== THE INPUT

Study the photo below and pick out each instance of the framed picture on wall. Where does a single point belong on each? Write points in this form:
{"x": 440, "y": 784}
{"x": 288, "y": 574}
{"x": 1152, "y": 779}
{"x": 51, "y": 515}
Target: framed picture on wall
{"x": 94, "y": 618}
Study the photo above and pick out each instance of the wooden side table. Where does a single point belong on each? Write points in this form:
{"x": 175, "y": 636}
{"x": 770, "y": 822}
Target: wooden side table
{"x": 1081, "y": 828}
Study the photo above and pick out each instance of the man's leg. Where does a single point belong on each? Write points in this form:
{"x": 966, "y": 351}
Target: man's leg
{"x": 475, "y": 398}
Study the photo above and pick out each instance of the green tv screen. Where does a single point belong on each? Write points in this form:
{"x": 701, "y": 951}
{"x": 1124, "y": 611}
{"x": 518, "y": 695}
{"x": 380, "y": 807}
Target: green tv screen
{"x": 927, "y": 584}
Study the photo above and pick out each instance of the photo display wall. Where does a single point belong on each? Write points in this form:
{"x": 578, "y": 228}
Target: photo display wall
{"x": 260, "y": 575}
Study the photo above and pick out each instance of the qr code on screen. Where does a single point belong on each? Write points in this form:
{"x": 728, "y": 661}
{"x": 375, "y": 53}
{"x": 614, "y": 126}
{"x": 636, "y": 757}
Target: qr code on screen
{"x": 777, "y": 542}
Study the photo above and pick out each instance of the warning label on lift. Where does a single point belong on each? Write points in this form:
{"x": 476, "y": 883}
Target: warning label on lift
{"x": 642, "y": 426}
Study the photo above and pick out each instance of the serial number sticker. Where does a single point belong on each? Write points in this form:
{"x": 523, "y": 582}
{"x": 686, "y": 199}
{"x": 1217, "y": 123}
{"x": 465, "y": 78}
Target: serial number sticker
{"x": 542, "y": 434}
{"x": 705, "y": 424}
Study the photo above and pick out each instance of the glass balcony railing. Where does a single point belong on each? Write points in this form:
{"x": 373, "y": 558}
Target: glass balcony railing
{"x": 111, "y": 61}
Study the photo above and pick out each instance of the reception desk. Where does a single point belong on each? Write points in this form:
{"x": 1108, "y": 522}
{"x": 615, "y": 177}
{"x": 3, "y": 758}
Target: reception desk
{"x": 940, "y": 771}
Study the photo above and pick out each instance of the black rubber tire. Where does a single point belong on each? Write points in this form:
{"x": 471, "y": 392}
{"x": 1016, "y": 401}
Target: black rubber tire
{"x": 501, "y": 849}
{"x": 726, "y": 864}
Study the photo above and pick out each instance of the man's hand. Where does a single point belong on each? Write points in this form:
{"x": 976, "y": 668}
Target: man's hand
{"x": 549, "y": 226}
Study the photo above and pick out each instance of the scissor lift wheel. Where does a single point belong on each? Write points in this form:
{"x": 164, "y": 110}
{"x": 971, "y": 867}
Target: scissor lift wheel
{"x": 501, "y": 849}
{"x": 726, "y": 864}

====

__GOAL OF THE EXERCISE__
All lines from the one with "the man's hand." through the final line above are to be quoted exactly; quote no other line.

__COMPLETE OUTPUT__
Study the photo above and pick out each instance of the man's hand. Where does a single point belong on each? Write points in this form:
{"x": 976, "y": 668}
Target: man's hand
{"x": 549, "y": 226}
Study the photo above and pick out each instance of the scissor lift wheel. Where does a single point belong on each? Write points in this form:
{"x": 164, "y": 110}
{"x": 971, "y": 867}
Target: scissor lift wheel
{"x": 501, "y": 849}
{"x": 726, "y": 864}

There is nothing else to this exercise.